Text provided:
↓↓↓

Strictly speaking, the bell curve is only appropriate if the measures can take on fractional values. A more appropriate probability density curve can be the "binomial distribution", in the case that the measures can only be whole numbers (as usually occurs with test scores). The mathematical expression for the binomial distribution is

y(i)=N!/(i!(N-i)!) pⁱ (1-p)^N-i

where p is the probability of a particular outcome and N generally describes the number of independent trials or repetitions of a random experiment [7]. In the case where p is close to 0.5, this distribution resembles a "bell curve" for any value of N.

The exclamation mark, as in N!, has a special meaning in mathematics. It is called "factorial" and means that all integers from 1 to N are multiplied together. For instance, 3!=1x2x3=6. To make a graph of the above equation, we need to choose values for both N and p. References [1,2] call N the "degrees of freedom". Reference 5 claims that the binomial distribution is a good fit for observed impostor scores in iris scanning. References [1-3] indicate that the binomial distribution should be chosen with N= 266 and p= 0.499 [1,3]. We hypothesize that other distributions fitting the observed values are very possible. Figure 2 shows this curve with the i-axis (labeled "SCORE") normalized by division by N. The area under the curve between any two points on the "score" axis is the probability that an impostor score lies on that interval.

What is the performance of a device with such an impostor distribution? We can’t yet say. Device performance is related to both impostor and genuine distributions[6,7]. Without knowledge of the genuine distribution, no statements regarding "false match" and "false non-match" rates can be made, which are the undisputed measures of biometric system performance. Consider a biometric device where genuine and impostor distributions are both characterized by a binomial distribution with N=266 and p= 0.499. The genuine and impostor distributions are identical. We use this extreme case to demonstrate that the "degrees of freedom" is insufficient to characterize performance. The "false match" and "false non-match" error rates in this case are graphed as a "Receiver Operating Characteristic" curve in Figure 3. In this case, the equal error rate is 50%. Increasing the "degrees of freedom" for both densities does not increase the accuracy of the device. Figure 4 shows identically overlapping genuine and impostor distributions with 532 "degrees of freedom". The "Receiver Operating Characteristic" curve is absolutely unchanged and is still given by Figure 3. The equal error rate is still 50%. Clearly, in this limiting case, error rates are independent of "degrees of freedom".

↑↑↑

To do:
**a.** Summarize the text on binomial distributions in two sentences.
**b.** In the text on binomial distributions, which values of N and p do References [1-3] say the binomial distribution should be chosen with?
**c.** From the text on binomial distributions, extract the part that opens with the words containing "where p is the" and closes with "value of N.".

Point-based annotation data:
↓↓↓

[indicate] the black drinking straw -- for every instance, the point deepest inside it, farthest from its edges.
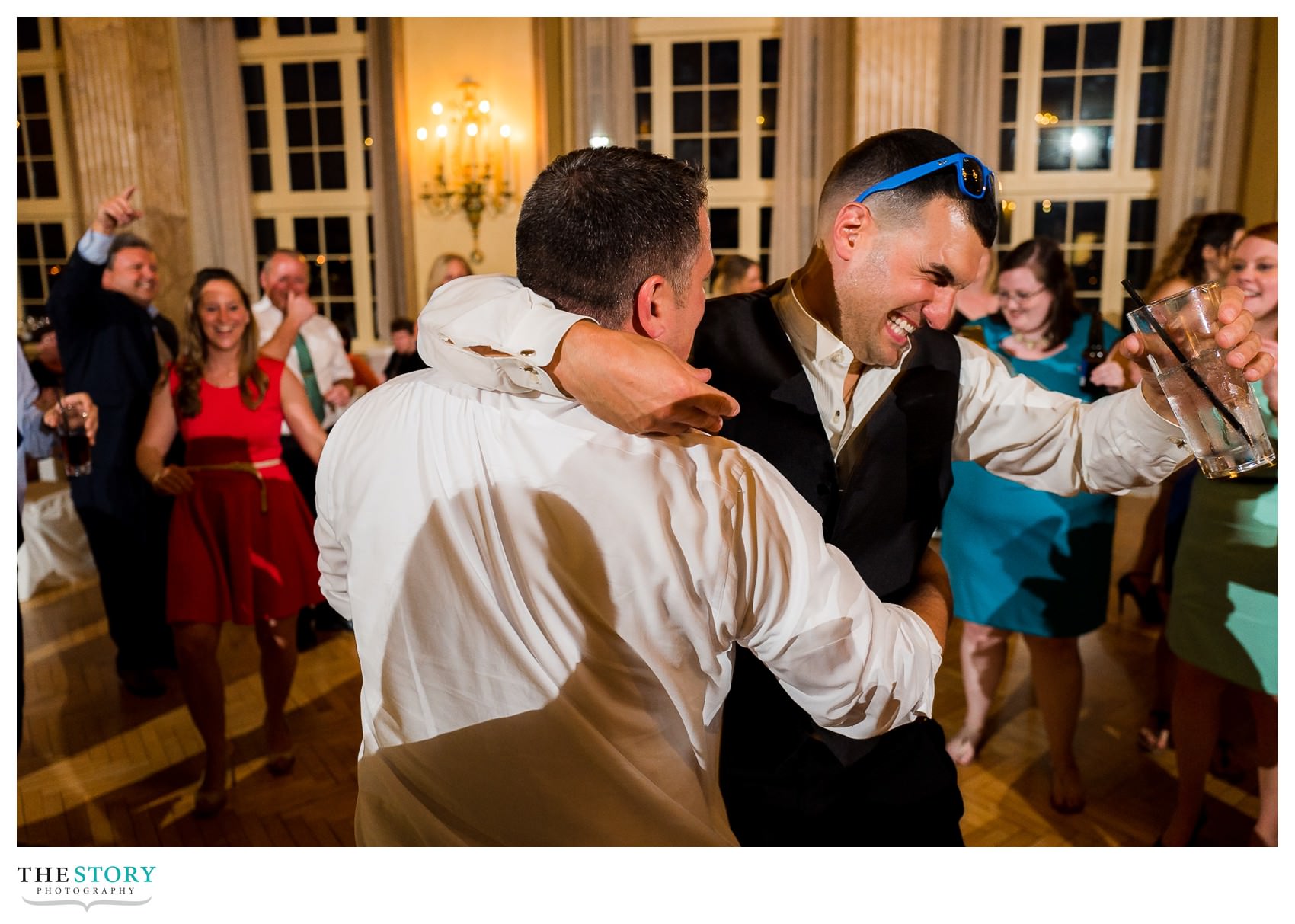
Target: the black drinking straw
(1178, 353)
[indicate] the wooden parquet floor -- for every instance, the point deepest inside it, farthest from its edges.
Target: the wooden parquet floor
(101, 768)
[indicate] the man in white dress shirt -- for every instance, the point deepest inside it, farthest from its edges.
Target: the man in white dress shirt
(318, 357)
(545, 607)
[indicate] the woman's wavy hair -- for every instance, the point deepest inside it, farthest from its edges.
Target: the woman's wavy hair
(1045, 259)
(1184, 257)
(192, 361)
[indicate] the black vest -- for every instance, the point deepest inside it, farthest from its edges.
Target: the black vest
(882, 516)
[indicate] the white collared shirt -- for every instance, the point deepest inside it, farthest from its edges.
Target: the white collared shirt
(323, 342)
(1008, 424)
(545, 610)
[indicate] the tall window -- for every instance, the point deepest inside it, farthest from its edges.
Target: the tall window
(1082, 120)
(305, 87)
(47, 211)
(708, 91)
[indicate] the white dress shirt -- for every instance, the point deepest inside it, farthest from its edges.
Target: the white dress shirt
(1008, 424)
(323, 342)
(545, 611)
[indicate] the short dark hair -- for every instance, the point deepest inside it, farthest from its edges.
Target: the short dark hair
(1047, 261)
(600, 220)
(123, 241)
(884, 155)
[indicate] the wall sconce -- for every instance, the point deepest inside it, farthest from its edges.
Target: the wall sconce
(472, 168)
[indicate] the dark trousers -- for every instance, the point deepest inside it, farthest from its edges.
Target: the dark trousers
(904, 792)
(131, 559)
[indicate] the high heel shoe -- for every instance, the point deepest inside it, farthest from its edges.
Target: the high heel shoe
(207, 803)
(1148, 598)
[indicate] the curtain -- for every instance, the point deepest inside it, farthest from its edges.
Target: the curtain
(815, 105)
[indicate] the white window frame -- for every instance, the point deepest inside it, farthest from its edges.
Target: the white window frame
(747, 193)
(1119, 185)
(347, 47)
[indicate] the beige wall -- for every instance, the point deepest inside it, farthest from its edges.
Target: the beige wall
(499, 55)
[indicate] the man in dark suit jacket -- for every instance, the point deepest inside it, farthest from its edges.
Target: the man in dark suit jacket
(113, 342)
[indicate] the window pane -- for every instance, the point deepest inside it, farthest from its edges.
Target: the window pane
(1092, 146)
(266, 238)
(723, 159)
(688, 110)
(258, 131)
(643, 65)
(769, 50)
(301, 170)
(1008, 109)
(254, 85)
(306, 232)
(1149, 140)
(52, 241)
(1102, 44)
(724, 68)
(46, 179)
(337, 235)
(297, 87)
(1050, 220)
(1137, 267)
(724, 228)
(768, 146)
(686, 62)
(299, 133)
(34, 100)
(261, 181)
(1053, 149)
(1143, 218)
(1008, 150)
(643, 113)
(332, 170)
(1097, 98)
(29, 34)
(1012, 50)
(38, 137)
(328, 81)
(1152, 94)
(769, 107)
(1156, 43)
(1058, 98)
(329, 122)
(723, 110)
(689, 149)
(1061, 48)
(1091, 220)
(26, 237)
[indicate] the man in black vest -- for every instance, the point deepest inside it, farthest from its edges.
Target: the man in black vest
(851, 388)
(113, 342)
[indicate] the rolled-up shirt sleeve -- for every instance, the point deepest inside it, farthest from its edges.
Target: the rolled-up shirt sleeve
(1025, 433)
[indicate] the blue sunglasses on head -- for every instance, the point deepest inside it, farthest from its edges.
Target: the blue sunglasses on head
(974, 177)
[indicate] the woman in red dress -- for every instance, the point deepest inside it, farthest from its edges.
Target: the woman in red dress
(241, 545)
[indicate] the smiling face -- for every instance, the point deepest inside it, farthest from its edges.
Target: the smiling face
(223, 316)
(1254, 270)
(903, 275)
(1025, 300)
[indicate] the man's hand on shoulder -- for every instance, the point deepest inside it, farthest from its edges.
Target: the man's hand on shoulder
(635, 383)
(116, 213)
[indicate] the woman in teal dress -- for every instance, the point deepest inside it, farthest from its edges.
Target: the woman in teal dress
(1223, 612)
(1022, 559)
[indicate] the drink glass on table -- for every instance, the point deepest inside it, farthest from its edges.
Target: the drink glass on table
(1213, 403)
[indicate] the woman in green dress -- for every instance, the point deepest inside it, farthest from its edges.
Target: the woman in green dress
(1223, 614)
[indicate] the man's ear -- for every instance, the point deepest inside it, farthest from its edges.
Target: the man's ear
(854, 224)
(651, 303)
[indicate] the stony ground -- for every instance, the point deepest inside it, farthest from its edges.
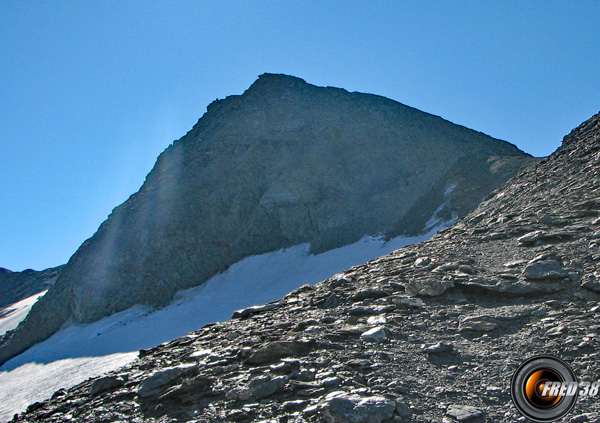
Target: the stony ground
(430, 333)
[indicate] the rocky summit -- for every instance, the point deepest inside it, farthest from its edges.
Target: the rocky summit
(430, 333)
(283, 164)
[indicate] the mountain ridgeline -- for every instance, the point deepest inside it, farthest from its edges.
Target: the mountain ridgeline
(282, 164)
(432, 332)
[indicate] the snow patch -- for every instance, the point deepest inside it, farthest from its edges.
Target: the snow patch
(80, 351)
(11, 316)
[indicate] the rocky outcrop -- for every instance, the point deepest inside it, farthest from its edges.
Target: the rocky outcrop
(358, 347)
(284, 163)
(16, 286)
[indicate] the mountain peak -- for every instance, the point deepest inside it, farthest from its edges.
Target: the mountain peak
(284, 164)
(587, 131)
(277, 80)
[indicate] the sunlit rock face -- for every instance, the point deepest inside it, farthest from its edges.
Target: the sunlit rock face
(284, 163)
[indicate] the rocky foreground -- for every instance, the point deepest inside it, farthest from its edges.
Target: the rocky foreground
(430, 333)
(283, 164)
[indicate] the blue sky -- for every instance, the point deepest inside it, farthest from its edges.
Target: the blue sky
(92, 91)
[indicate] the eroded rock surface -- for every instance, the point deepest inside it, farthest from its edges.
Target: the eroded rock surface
(443, 358)
(283, 164)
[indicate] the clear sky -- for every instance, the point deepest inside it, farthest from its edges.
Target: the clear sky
(92, 91)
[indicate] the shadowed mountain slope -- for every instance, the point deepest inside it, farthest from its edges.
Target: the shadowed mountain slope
(282, 164)
(432, 332)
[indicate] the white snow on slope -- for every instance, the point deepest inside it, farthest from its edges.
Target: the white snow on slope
(14, 314)
(78, 352)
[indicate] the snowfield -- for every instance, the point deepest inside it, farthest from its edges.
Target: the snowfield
(11, 316)
(78, 352)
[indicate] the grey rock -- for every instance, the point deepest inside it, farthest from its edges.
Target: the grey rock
(464, 413)
(532, 237)
(158, 380)
(479, 324)
(545, 269)
(376, 334)
(240, 314)
(106, 383)
(422, 262)
(282, 164)
(427, 288)
(406, 302)
(264, 387)
(403, 410)
(345, 408)
(438, 348)
(276, 350)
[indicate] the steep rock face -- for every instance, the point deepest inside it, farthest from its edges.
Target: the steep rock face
(283, 164)
(432, 332)
(16, 286)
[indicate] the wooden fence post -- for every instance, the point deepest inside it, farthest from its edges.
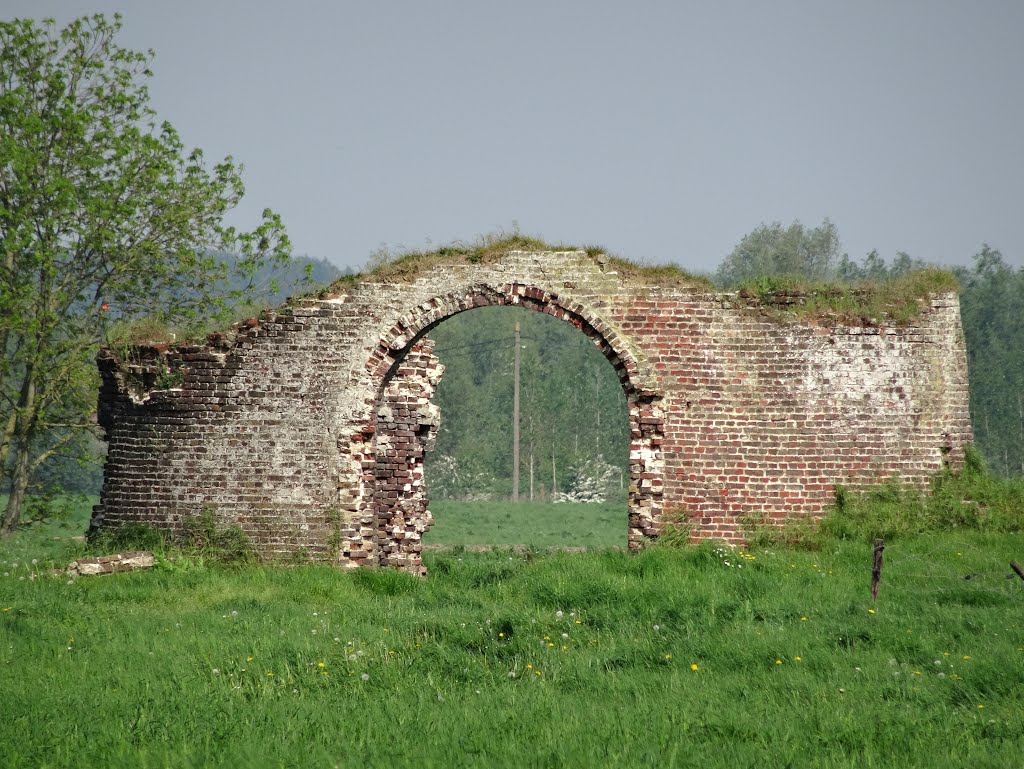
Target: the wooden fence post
(880, 547)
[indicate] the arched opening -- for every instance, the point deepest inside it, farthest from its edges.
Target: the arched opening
(403, 422)
(532, 446)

↑↑↑

Responses:
**a.** When measures can only be whole numbers, as with test scores, the binomial distribution is a more appropriate probability density curve than the bell curve, and references indicate it fits observed impostor scores in iris scanning with N=266 and p=0.499. Device performance depends on both impostor and genuine distributions, and when the two are identical, the equal error rate stays at 50% whether N is 266 or 532, showing that "degrees of freedom" alone cannot characterize performance.

**b.** N=266 and p=0.499.

**c.**
where p is the probability of a particular outcome and N generally describes the number of independent trials or repetitions of a random experiment [7]. In the case where p is close to 0.5, this distribution resembles a "bell curve" for any value of N.